(Records in a dataset)
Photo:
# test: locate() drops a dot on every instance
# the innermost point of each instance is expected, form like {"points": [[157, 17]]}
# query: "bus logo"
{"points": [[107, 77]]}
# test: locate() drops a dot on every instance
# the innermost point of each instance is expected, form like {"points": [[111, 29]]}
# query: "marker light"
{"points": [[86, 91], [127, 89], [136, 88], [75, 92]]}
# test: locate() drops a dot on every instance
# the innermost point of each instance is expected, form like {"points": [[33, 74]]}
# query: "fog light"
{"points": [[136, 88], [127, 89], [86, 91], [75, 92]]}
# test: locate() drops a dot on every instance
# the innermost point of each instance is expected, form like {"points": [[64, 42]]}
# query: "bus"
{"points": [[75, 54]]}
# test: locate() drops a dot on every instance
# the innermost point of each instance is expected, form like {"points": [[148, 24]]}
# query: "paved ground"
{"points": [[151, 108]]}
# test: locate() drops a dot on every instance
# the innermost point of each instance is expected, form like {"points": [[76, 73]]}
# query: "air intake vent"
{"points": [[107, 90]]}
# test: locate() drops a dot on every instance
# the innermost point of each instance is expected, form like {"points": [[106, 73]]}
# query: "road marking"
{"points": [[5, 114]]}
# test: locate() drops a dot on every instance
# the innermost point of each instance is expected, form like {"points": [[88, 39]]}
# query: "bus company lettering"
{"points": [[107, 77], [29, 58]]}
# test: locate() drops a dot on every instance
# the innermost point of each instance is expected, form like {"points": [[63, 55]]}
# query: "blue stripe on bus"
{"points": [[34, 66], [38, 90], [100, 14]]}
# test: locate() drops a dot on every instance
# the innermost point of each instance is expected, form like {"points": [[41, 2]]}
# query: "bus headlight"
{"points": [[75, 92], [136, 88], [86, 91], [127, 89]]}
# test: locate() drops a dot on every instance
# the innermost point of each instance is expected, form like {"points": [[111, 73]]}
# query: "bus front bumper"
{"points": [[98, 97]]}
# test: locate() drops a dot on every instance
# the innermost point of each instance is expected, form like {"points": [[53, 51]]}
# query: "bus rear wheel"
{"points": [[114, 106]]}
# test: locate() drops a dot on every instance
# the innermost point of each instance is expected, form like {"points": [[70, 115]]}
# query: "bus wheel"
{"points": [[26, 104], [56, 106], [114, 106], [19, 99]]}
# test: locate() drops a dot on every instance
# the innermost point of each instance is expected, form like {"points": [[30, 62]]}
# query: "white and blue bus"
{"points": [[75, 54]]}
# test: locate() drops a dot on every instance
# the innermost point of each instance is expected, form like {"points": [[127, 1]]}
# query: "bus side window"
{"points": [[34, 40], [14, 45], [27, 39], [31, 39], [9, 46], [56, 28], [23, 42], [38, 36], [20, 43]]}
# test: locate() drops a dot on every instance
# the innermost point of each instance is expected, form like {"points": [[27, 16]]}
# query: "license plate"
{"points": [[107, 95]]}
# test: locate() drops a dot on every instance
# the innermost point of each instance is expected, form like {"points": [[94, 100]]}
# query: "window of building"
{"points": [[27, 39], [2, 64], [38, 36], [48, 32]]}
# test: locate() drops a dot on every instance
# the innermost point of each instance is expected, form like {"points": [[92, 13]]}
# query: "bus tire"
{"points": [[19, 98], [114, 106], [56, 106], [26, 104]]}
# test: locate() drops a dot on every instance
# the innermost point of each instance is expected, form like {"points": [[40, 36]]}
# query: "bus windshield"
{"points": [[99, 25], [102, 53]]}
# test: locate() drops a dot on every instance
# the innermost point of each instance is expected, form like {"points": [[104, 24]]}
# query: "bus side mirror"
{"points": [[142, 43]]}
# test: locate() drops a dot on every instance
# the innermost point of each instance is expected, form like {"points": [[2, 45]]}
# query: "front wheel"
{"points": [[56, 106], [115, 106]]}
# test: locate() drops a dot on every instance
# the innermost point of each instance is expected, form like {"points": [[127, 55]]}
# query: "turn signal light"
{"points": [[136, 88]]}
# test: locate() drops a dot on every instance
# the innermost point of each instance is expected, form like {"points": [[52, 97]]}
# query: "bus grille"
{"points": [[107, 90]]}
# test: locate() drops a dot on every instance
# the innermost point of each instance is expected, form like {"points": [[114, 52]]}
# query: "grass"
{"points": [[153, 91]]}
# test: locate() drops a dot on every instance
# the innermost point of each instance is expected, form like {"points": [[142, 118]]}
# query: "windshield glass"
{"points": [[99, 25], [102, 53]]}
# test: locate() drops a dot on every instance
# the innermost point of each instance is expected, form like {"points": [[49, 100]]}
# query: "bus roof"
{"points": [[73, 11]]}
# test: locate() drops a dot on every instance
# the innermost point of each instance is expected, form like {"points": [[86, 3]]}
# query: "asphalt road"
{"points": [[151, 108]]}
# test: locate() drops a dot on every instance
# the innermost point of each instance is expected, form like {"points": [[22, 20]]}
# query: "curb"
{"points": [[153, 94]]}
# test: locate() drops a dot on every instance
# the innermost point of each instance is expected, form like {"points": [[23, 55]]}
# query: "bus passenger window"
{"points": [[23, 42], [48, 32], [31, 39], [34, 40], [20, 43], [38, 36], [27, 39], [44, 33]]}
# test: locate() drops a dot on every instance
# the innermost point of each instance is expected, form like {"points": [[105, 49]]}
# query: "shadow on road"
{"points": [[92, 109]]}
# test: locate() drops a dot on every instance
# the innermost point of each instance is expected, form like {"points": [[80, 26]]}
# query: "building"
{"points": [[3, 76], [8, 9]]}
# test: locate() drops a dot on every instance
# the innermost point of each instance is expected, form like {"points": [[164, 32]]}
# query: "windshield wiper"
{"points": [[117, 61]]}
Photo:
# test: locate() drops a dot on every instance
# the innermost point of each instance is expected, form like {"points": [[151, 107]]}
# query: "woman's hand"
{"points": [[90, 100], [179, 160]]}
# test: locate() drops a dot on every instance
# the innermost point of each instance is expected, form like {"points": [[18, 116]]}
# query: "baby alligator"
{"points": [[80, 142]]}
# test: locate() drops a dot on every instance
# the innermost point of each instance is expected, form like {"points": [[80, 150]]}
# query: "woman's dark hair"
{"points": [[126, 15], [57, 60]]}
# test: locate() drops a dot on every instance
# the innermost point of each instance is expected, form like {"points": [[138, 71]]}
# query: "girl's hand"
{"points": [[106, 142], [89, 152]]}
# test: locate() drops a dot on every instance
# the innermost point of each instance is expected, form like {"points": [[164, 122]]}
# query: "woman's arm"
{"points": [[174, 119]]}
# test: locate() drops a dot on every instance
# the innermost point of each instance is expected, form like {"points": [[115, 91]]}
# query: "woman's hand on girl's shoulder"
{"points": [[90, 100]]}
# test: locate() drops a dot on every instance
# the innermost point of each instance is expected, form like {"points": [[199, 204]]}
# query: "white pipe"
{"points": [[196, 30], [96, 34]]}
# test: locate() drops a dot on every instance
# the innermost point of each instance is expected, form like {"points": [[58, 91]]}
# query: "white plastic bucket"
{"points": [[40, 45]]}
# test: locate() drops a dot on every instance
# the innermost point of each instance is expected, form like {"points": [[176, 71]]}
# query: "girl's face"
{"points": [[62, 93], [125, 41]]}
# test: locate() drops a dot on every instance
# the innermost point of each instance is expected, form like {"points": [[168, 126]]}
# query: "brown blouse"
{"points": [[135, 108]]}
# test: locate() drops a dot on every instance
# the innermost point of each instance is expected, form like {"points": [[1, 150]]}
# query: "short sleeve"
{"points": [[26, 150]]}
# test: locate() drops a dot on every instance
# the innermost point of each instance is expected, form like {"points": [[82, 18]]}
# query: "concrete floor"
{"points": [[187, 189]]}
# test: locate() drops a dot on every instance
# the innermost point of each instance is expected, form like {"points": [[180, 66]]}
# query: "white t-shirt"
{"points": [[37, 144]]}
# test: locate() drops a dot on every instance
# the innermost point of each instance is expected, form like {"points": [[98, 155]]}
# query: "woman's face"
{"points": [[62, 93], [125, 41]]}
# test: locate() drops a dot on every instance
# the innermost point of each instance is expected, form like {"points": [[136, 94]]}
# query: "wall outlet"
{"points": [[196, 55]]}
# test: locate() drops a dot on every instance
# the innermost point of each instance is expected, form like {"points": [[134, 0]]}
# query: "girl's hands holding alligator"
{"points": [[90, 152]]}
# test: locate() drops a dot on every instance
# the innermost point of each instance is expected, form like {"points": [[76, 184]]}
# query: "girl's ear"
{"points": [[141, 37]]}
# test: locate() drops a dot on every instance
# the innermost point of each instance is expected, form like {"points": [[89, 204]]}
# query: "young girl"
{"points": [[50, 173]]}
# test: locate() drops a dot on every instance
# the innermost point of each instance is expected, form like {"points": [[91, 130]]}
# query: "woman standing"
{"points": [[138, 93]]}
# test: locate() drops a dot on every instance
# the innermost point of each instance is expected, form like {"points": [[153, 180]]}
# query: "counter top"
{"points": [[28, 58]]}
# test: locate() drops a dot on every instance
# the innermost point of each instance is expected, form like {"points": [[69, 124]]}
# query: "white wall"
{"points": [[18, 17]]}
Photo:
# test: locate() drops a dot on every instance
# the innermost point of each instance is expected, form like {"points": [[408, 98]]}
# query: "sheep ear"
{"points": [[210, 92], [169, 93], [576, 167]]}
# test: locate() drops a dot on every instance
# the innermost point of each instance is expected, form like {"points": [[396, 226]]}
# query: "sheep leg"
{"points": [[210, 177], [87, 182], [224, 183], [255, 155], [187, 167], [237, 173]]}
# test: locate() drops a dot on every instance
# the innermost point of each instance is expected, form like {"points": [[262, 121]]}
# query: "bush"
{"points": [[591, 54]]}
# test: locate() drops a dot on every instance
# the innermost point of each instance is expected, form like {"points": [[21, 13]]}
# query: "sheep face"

*TASK REQUIREMENTS:*
Pick out every line in the data above that contains the word "side" and copy each one.

*REPLY TO THE EXERCISE:*
# query: "bus side window"
# query: "bus side mirror"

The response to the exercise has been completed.